DESCRIPTION OF THE TASK:
Could you rewrite the lines from the very start through the one containing "433 195 L 423", replacing "bird's tail" with "albatross tail" and leaving everything else unchanged?
━━━━━━━━━━━━━━━━━━━━
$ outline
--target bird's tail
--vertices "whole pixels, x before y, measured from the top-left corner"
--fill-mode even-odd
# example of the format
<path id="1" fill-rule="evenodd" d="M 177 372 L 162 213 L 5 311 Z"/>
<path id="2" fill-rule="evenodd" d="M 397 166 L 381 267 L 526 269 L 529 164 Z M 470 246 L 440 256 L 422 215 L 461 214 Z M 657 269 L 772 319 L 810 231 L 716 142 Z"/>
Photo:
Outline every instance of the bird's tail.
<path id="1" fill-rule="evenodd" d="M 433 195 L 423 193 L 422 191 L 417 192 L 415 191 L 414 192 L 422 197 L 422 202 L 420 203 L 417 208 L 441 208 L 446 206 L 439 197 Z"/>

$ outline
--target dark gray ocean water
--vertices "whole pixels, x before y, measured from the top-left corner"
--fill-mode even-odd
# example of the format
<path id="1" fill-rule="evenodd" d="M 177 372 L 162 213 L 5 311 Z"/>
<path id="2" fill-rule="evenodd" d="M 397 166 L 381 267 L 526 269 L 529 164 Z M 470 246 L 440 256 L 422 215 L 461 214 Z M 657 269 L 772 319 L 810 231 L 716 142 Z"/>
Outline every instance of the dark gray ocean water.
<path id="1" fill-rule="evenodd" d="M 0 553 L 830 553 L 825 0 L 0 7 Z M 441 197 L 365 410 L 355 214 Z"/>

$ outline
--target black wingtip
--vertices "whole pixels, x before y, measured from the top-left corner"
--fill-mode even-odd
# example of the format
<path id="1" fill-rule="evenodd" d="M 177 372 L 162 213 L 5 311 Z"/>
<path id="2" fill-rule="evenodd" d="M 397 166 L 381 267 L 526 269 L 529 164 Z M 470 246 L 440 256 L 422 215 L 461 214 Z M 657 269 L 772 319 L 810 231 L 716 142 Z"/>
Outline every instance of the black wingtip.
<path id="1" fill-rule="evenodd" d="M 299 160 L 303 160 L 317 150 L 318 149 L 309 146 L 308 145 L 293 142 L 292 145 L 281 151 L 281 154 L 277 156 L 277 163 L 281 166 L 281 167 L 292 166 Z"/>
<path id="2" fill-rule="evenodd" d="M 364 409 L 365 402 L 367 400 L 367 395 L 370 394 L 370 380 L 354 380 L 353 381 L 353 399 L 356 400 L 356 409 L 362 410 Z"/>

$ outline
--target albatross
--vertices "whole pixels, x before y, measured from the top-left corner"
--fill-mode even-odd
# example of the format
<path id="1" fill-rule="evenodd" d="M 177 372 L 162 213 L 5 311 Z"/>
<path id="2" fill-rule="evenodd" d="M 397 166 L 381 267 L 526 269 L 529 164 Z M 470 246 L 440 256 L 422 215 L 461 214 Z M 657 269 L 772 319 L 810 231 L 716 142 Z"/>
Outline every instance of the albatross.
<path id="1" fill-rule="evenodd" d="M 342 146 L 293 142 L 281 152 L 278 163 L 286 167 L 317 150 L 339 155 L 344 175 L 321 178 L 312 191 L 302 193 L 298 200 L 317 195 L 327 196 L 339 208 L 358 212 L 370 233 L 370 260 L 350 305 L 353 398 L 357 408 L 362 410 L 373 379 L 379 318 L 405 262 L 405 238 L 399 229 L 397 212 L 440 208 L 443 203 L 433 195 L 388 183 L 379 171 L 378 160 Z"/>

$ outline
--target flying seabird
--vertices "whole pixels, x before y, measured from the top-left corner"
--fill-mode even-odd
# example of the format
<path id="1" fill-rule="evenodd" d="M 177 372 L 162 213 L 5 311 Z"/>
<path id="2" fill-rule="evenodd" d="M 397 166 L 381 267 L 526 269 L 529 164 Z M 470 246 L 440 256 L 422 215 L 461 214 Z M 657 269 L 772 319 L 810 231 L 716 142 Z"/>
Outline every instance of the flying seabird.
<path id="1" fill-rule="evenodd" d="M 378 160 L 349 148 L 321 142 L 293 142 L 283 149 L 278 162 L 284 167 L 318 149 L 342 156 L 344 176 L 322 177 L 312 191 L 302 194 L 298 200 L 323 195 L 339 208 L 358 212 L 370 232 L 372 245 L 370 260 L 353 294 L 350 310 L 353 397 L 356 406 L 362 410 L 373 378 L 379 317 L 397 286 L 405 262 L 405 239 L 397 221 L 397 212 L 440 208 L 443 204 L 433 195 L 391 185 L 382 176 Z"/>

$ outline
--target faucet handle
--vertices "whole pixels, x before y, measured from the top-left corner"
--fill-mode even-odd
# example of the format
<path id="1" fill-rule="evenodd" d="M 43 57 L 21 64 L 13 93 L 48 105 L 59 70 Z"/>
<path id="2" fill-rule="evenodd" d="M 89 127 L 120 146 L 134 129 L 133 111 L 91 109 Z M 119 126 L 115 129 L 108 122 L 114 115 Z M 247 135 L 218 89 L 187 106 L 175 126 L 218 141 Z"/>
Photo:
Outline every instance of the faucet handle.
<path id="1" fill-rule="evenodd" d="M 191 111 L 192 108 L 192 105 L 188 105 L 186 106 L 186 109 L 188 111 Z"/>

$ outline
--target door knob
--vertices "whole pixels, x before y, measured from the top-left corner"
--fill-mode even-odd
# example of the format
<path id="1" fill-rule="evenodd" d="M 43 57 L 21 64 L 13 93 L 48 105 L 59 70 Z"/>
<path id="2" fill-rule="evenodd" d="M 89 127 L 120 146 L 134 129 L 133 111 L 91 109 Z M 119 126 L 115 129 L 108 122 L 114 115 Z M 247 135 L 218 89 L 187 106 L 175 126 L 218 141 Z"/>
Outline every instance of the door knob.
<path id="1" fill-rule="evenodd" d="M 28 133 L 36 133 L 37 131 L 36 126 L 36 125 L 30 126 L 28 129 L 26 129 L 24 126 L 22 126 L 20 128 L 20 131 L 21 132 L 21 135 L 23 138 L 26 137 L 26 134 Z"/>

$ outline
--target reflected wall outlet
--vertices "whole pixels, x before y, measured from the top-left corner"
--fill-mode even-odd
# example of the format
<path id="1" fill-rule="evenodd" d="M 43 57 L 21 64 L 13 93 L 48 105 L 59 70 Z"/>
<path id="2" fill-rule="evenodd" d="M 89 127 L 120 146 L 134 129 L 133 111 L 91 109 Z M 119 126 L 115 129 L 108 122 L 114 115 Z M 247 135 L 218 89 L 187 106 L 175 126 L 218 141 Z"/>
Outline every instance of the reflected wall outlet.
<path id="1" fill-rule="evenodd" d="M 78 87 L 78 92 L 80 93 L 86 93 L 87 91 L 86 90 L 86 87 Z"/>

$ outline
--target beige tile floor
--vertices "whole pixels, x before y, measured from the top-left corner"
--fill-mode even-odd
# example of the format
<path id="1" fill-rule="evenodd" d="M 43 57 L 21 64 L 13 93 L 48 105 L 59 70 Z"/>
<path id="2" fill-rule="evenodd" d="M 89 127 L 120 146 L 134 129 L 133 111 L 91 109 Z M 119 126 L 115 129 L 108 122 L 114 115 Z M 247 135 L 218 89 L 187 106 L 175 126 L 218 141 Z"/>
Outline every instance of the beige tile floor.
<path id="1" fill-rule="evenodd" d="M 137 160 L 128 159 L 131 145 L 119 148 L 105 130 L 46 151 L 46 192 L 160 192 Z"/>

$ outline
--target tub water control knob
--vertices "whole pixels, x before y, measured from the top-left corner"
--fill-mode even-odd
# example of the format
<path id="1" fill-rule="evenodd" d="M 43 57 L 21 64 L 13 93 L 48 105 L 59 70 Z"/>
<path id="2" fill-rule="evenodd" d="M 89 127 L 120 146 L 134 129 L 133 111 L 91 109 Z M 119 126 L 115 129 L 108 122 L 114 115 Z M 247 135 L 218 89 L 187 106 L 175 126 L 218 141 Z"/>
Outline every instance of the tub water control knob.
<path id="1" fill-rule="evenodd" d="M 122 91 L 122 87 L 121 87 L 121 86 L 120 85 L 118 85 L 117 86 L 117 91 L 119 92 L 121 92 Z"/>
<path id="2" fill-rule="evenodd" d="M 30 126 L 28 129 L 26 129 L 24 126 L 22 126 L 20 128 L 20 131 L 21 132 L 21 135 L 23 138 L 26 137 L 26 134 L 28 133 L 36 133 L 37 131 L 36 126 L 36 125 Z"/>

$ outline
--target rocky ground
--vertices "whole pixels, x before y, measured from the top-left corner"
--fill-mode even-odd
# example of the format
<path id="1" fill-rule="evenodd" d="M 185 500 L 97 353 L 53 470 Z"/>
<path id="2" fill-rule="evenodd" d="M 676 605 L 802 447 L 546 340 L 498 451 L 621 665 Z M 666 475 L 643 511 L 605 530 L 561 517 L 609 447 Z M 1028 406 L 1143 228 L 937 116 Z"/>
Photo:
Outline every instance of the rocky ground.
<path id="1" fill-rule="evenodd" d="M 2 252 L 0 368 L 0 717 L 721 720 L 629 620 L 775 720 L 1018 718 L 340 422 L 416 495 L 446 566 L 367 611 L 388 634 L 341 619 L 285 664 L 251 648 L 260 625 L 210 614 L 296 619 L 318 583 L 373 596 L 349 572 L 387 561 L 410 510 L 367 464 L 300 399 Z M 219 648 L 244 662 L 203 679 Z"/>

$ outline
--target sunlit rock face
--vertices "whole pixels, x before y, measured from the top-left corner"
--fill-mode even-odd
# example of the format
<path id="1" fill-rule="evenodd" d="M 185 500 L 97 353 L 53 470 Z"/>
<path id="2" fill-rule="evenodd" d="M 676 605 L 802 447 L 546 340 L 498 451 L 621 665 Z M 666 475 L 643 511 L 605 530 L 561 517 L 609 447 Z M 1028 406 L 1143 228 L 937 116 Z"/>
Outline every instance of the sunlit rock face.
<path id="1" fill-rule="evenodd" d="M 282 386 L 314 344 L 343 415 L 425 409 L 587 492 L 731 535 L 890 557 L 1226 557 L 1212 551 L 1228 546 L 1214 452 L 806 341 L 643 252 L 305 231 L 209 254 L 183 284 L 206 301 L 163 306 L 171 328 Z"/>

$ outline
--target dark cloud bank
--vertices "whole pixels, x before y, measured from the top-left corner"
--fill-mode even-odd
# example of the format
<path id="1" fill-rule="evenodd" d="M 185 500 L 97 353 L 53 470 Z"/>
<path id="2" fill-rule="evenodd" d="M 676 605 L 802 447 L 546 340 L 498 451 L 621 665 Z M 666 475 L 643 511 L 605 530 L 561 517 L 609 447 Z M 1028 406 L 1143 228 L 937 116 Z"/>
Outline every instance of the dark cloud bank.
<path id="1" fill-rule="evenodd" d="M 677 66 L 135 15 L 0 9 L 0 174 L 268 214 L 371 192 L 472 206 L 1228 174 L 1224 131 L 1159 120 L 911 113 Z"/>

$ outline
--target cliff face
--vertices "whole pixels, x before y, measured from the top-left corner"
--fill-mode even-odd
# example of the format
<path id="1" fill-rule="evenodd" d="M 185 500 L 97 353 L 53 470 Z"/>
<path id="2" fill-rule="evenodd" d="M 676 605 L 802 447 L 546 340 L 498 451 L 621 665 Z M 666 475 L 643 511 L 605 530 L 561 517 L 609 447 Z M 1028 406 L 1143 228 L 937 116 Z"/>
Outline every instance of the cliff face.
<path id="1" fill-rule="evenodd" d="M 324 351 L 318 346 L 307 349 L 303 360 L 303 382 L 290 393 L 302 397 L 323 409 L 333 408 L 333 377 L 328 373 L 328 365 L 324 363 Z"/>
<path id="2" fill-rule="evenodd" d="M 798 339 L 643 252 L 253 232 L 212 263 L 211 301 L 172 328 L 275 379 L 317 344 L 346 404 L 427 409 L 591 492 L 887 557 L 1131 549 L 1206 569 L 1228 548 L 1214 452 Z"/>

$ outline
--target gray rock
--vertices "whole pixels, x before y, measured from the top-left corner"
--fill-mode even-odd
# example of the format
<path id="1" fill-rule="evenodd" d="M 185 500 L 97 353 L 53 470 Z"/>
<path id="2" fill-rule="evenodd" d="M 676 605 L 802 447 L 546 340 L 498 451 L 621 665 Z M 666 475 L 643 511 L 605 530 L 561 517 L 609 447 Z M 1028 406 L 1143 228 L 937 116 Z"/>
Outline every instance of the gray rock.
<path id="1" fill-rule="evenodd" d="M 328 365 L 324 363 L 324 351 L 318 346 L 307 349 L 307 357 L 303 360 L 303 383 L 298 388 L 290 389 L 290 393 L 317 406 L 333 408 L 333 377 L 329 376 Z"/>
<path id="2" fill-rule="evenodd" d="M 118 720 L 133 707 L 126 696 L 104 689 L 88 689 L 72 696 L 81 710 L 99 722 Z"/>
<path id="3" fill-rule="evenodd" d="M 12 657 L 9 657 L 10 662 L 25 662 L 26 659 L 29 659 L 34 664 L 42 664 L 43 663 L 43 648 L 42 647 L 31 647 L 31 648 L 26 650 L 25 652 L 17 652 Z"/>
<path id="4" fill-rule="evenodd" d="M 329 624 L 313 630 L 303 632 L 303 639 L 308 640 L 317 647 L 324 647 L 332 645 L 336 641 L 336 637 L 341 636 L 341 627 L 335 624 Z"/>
━━━━━━━━━━━━━━━━━━━━
ANSWER TO THE EXERCISE:
$ outline
--target albatross tail
--vertices "whole pixels, x before y, measured from the top-left corner"
--fill-mode even-odd
# example of the format
<path id="1" fill-rule="evenodd" d="M 177 372 L 162 213 L 5 311 Z"/>
<path id="2" fill-rule="evenodd" d="M 397 166 L 381 267 L 526 269 L 529 164 Z M 470 246 L 440 256 L 422 215 L 461 214 Z M 657 269 L 772 319 L 810 231 L 716 142 Z"/>
Photo:
Outline every instance of the albatross tail.
<path id="1" fill-rule="evenodd" d="M 433 195 L 423 193 L 422 191 L 417 192 L 415 191 L 414 192 L 422 197 L 422 202 L 420 203 L 417 208 L 441 208 L 446 206 L 439 197 Z"/>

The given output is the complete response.